» **PROBLEM**
Find every row below that contains the word "house" and copy each of those rows out in full.

» **DATA EXCERPTS**
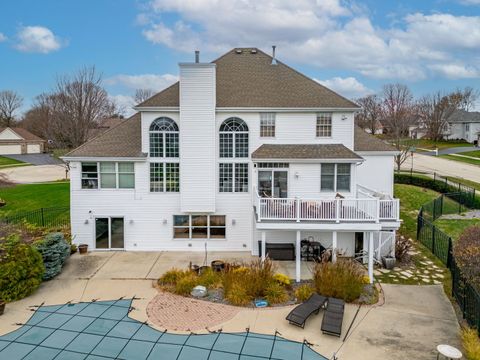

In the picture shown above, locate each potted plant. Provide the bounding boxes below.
[382,256,396,270]
[78,244,88,255]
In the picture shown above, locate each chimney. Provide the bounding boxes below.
[272,45,277,65]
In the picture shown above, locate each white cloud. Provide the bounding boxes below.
[314,76,374,99]
[105,74,178,91]
[143,0,480,80]
[15,26,62,54]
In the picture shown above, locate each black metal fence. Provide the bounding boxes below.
[0,206,70,228]
[417,195,480,335]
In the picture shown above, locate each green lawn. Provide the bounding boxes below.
[394,184,440,239]
[0,182,70,216]
[440,155,480,165]
[0,156,27,168]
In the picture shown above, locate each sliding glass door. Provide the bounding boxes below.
[258,170,288,198]
[95,217,125,250]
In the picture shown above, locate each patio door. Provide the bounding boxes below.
[95,217,125,250]
[258,170,288,198]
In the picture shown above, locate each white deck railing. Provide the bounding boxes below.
[255,191,400,222]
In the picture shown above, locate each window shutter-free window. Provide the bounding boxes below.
[320,164,335,191]
[317,113,332,137]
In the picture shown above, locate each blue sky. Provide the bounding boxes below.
[0,0,480,115]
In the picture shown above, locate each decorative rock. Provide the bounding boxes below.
[190,285,207,298]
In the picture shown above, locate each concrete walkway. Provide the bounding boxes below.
[0,252,459,360]
[402,154,480,183]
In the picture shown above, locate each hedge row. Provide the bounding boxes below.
[394,173,480,209]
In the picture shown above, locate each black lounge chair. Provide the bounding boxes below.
[322,298,345,337]
[286,294,327,328]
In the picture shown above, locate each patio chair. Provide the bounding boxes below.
[321,298,345,337]
[286,294,327,329]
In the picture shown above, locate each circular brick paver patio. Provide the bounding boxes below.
[147,292,241,331]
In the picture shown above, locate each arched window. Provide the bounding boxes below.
[220,117,248,158]
[218,117,248,192]
[150,117,179,157]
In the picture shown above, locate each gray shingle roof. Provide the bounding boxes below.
[252,144,362,160]
[448,110,480,123]
[138,48,358,109]
[65,113,146,157]
[353,126,397,151]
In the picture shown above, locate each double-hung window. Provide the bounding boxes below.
[173,215,226,239]
[149,117,180,192]
[317,113,332,137]
[218,117,249,192]
[260,113,275,137]
[320,163,351,192]
[82,161,135,189]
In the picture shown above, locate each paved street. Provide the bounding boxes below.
[402,154,480,183]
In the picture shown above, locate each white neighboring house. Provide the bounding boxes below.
[0,127,45,155]
[446,110,480,143]
[64,48,400,281]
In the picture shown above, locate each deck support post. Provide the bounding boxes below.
[332,231,337,263]
[295,230,302,282]
[368,231,374,284]
[262,231,267,261]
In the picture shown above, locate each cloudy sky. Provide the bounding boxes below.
[0,0,480,115]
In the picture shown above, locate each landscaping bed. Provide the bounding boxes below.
[158,258,378,307]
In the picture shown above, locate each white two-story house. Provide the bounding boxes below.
[64,48,400,280]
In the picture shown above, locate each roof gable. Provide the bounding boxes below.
[138,48,358,110]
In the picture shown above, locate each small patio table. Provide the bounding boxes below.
[437,345,462,360]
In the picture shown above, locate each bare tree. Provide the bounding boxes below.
[0,90,23,126]
[355,94,382,134]
[382,84,414,170]
[133,89,155,104]
[30,67,118,148]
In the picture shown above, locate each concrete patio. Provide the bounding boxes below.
[0,252,459,360]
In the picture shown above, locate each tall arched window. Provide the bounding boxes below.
[220,117,248,158]
[218,117,249,192]
[149,117,180,192]
[150,117,179,157]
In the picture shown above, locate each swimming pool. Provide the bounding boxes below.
[0,299,327,360]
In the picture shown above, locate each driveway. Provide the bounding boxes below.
[2,154,63,165]
[0,165,68,184]
[402,154,480,183]
[0,252,459,360]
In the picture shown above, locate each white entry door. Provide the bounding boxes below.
[95,217,125,250]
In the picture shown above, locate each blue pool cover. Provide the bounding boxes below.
[0,299,326,360]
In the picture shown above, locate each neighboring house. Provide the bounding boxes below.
[64,48,400,280]
[0,127,45,155]
[446,110,480,143]
[87,117,125,141]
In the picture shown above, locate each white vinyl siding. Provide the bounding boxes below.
[180,64,217,212]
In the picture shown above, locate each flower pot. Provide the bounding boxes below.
[78,244,88,255]
[211,260,225,271]
[382,256,396,270]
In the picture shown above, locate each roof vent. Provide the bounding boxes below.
[272,45,277,65]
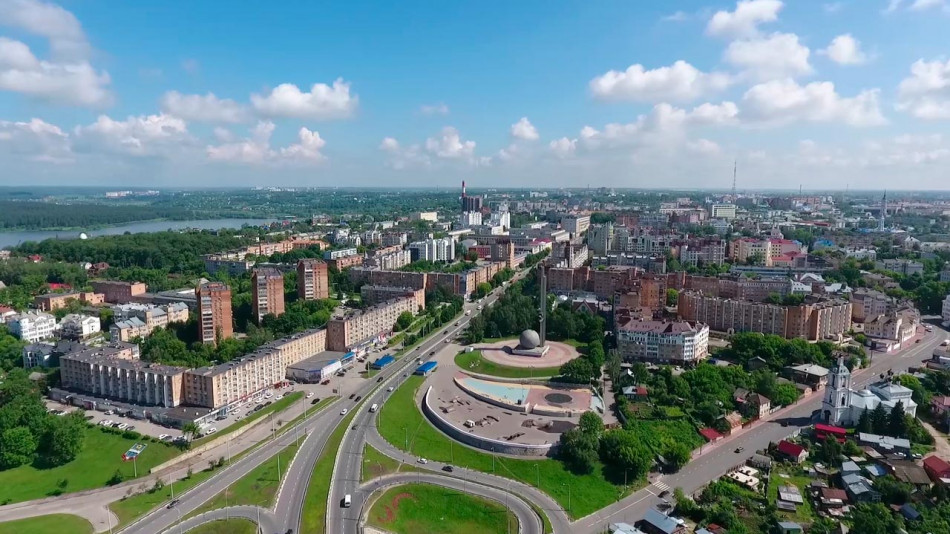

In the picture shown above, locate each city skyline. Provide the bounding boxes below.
[0,0,950,191]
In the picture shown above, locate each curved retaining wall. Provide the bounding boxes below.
[422,386,552,456]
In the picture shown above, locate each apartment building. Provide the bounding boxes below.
[678,290,851,340]
[59,343,185,408]
[90,280,148,304]
[184,328,327,409]
[297,259,330,300]
[616,318,709,365]
[327,296,419,352]
[7,312,57,343]
[195,282,234,344]
[59,313,102,340]
[360,285,426,309]
[251,267,284,324]
[33,292,105,312]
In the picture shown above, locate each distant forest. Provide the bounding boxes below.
[0,200,231,230]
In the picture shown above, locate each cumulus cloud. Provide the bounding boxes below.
[425,126,475,159]
[818,33,868,65]
[251,78,359,120]
[511,117,539,141]
[161,91,248,123]
[419,102,449,115]
[706,0,783,37]
[75,113,192,156]
[723,33,812,80]
[897,59,950,120]
[205,121,326,164]
[590,60,732,102]
[0,118,72,163]
[740,79,887,126]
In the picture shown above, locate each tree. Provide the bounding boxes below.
[395,311,412,331]
[0,426,36,469]
[666,289,680,306]
[885,401,907,438]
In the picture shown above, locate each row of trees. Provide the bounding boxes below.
[0,369,86,469]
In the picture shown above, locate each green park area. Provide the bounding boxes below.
[0,426,181,504]
[0,514,93,534]
[455,350,561,378]
[188,519,258,534]
[379,376,623,517]
[369,484,518,534]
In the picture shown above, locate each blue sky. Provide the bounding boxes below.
[0,0,950,189]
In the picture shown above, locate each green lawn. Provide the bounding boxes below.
[191,391,303,448]
[188,519,257,534]
[455,350,561,378]
[369,484,518,534]
[300,403,363,534]
[109,464,222,527]
[188,443,297,517]
[0,514,92,534]
[379,376,622,517]
[0,426,181,504]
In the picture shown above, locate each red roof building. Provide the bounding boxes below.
[699,428,722,442]
[815,423,848,443]
[924,456,950,484]
[776,439,808,463]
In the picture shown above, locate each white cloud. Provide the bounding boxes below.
[0,118,72,163]
[205,121,326,164]
[511,117,539,141]
[419,102,449,115]
[548,137,577,157]
[251,78,359,120]
[723,33,812,80]
[0,0,90,62]
[75,113,192,156]
[818,33,868,65]
[740,79,887,126]
[590,60,732,102]
[161,91,248,123]
[897,59,950,119]
[425,126,475,159]
[706,0,783,37]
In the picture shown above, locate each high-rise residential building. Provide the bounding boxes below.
[297,258,330,300]
[251,267,284,323]
[195,282,234,344]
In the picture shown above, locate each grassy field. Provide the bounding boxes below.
[0,426,181,504]
[191,391,303,448]
[188,443,297,517]
[0,514,92,534]
[379,376,636,517]
[300,404,363,534]
[455,350,561,378]
[182,519,257,534]
[369,484,518,534]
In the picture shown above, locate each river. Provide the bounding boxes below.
[0,219,275,249]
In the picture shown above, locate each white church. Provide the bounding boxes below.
[821,358,917,426]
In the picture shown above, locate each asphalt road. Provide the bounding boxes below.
[360,473,544,534]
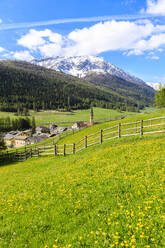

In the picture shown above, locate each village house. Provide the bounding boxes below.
[36,127,49,134]
[72,121,87,129]
[14,135,30,147]
[4,131,20,148]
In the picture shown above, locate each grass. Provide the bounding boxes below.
[0,108,148,125]
[58,109,165,144]
[0,135,165,248]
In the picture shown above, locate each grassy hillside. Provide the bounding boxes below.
[0,108,138,125]
[0,135,165,248]
[58,109,165,144]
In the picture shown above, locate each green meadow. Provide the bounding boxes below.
[0,138,165,248]
[0,108,152,125]
[0,110,165,248]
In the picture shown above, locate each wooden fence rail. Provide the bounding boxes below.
[0,117,165,164]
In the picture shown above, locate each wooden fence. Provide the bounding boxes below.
[0,117,165,165]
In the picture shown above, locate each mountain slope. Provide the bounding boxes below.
[83,72,154,101]
[0,60,147,111]
[32,56,145,85]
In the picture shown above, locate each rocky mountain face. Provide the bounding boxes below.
[32,56,145,85]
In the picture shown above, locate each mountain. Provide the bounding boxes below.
[146,82,162,90]
[83,72,155,102]
[32,56,145,85]
[0,60,148,112]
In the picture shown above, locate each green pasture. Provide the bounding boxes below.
[58,109,165,144]
[0,135,165,248]
[0,108,155,126]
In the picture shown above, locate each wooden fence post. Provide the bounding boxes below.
[63,144,66,156]
[54,144,57,156]
[100,130,103,144]
[73,143,76,154]
[140,120,143,136]
[85,136,87,148]
[118,123,121,138]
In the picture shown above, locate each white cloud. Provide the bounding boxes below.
[151,55,160,60]
[18,21,154,56]
[17,29,62,54]
[146,0,165,15]
[17,17,165,59]
[11,51,34,61]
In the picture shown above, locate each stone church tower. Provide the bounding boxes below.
[90,107,94,126]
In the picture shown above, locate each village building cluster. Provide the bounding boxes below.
[3,108,94,148]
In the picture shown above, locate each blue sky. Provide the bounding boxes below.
[0,0,165,83]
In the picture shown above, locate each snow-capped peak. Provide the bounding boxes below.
[32,56,144,84]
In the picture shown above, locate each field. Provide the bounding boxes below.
[0,108,152,125]
[0,132,165,248]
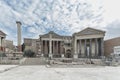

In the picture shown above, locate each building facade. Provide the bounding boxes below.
[0,30,6,52]
[104,37,120,56]
[24,27,105,58]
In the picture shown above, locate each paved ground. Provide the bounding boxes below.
[0,66,120,80]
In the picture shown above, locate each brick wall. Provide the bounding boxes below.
[104,37,120,56]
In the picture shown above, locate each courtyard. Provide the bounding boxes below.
[0,65,120,80]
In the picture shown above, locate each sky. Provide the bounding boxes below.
[0,0,120,45]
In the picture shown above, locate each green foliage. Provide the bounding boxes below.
[23,50,36,57]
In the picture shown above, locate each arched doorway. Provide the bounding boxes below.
[65,49,72,58]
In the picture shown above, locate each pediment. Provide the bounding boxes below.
[0,30,6,37]
[77,28,105,35]
[41,31,62,38]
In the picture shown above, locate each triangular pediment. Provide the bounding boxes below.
[77,27,105,35]
[41,31,62,38]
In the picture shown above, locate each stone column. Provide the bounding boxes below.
[41,40,44,56]
[84,39,87,57]
[89,39,92,58]
[60,41,65,58]
[53,41,55,54]
[56,41,58,54]
[101,38,104,56]
[0,37,2,51]
[77,40,80,54]
[79,39,82,55]
[16,21,22,52]
[74,36,78,59]
[95,38,98,56]
[49,34,52,58]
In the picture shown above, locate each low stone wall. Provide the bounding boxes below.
[20,58,48,65]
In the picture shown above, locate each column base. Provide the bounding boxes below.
[49,54,53,58]
[73,54,78,59]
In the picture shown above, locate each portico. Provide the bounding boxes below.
[36,28,105,59]
[74,28,105,58]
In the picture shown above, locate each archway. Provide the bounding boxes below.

» **CORRECT OUTPUT**
In the picture shown above, locate each white neighboring house. Provide the bounding boxes below.
In the picture shown above, locate each white two-story house. Provide the bounding boxes below.
In the picture shown above, locate each neighboring house. Provide the bounding boxes below.
In the picture shown above, locate each village house. Provide the bounding boxes below.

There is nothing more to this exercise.